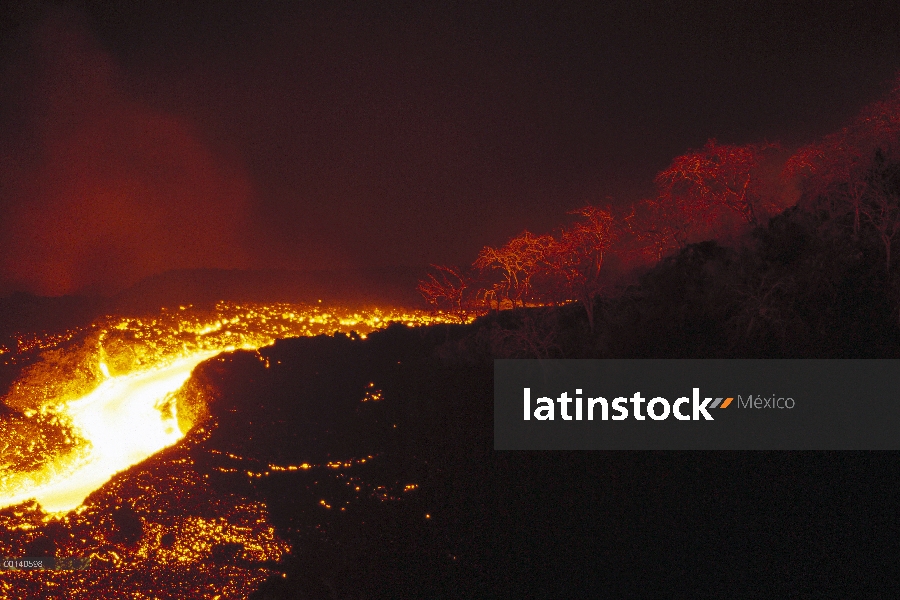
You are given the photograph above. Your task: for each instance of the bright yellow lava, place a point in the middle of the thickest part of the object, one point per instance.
(129, 414)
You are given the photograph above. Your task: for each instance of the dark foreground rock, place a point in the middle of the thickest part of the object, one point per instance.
(434, 512)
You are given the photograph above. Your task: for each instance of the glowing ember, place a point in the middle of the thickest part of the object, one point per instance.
(127, 412)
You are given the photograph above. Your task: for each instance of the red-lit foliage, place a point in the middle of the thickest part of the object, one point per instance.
(718, 175)
(518, 261)
(660, 227)
(444, 288)
(576, 258)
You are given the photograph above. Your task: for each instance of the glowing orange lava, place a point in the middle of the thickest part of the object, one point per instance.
(128, 412)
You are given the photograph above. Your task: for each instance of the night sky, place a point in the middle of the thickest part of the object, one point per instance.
(136, 139)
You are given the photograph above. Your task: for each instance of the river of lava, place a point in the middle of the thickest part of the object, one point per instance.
(122, 422)
(131, 414)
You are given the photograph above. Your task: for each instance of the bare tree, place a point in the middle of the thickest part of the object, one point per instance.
(444, 289)
(717, 175)
(518, 261)
(577, 256)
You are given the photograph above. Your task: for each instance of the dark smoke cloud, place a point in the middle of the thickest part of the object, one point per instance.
(100, 190)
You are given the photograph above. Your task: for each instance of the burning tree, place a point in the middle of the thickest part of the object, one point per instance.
(659, 226)
(444, 289)
(518, 261)
(719, 175)
(881, 204)
(577, 257)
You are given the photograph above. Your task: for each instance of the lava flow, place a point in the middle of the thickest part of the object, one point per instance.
(126, 410)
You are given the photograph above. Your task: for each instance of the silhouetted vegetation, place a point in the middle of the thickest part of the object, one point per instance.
(727, 270)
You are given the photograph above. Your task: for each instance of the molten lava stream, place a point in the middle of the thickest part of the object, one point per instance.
(123, 421)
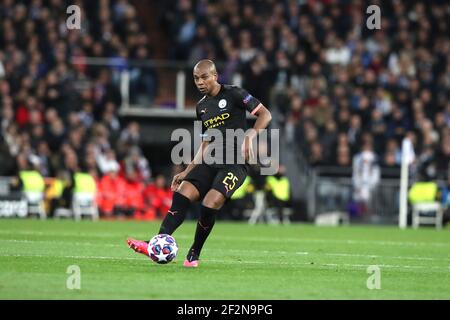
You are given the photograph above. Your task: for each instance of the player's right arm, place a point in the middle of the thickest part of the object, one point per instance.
(177, 179)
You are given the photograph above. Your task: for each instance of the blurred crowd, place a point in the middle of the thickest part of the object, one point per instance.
(59, 113)
(339, 85)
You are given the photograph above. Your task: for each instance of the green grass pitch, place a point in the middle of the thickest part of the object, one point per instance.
(239, 261)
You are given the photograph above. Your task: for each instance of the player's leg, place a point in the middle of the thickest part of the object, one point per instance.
(182, 198)
(226, 182)
(211, 204)
(194, 185)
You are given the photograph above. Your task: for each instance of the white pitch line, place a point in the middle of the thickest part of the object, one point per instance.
(249, 250)
(228, 262)
(242, 238)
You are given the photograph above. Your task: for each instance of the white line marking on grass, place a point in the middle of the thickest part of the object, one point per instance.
(237, 238)
(224, 261)
(62, 243)
(388, 257)
(67, 257)
(237, 250)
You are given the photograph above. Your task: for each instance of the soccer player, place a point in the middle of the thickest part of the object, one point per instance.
(222, 107)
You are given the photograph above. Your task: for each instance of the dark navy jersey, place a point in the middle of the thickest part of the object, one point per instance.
(226, 110)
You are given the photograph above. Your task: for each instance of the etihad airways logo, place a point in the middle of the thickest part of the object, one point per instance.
(216, 121)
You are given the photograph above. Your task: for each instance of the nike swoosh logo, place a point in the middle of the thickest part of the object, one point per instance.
(206, 228)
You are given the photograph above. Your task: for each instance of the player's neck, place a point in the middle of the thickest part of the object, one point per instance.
(215, 91)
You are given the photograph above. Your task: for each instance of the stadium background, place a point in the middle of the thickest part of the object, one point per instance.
(106, 98)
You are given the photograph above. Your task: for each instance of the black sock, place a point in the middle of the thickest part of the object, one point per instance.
(175, 216)
(204, 226)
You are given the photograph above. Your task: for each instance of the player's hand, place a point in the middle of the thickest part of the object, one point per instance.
(247, 149)
(177, 180)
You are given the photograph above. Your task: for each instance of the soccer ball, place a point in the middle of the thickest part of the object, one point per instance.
(162, 248)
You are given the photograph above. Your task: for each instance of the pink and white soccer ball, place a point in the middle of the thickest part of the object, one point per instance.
(162, 248)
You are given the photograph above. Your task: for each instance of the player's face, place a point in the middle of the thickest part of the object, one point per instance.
(204, 80)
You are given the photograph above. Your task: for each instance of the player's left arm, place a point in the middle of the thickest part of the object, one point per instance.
(262, 121)
(263, 118)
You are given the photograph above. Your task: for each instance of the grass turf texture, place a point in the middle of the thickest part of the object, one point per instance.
(238, 262)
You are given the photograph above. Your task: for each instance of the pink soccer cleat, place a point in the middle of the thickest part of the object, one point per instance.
(190, 264)
(191, 260)
(138, 246)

Set problem
Reproduce, word for word, every line starting at the line that contains "player's neck, place" and ending with the final line of the entries.

The completed task
You are given the photograph above. Your task: for each instance of the player's neck, place a point in the middle of the thickest part of the object, one point per instance.
(215, 91)
You are given the photograph above. Your task: for each instance of the stadium background, place a point in the middle of the thickest part of the object, one point per instance.
(106, 98)
You are given the photograph above. Your task: for each instance of the black sock, place a point in the middle of the thickest part of the object, one point per instance.
(175, 216)
(204, 226)
You are given the photograph above. Your task: for each instance of the player's hand, place a point in the middle of the thickest part of the object, one point per instance.
(247, 149)
(177, 180)
You are given the photograph above. Your task: for each instance of the soccer ball, place a point in the middle of the thickest part of the object, one point per instance.
(162, 248)
You are given the photograph above. Your task: for each instance of the pink and white soccer ball, place a point in the middle of the thickest part of the object, one point per instance.
(162, 248)
You are given the photograph above. Your task: for each instance of the player's face, place a point in the middle of the thickest part of the object, one point per instance.
(204, 80)
You are given the photograph above. Your task: for each instance of the player's left arm, place a point in the middle of the thickest part of the object, one point per instance.
(262, 121)
(263, 118)
You are given the photograph above. Your task: for each instance of the grass turf texture, place a point in the middle of the thickest part of the object, one point per instance.
(238, 262)
You are given the photograph above. Your task: for each instance of the pink soccer cleat, place a point in the middle of the thickest part of the object, one point per instance.
(190, 264)
(191, 260)
(138, 246)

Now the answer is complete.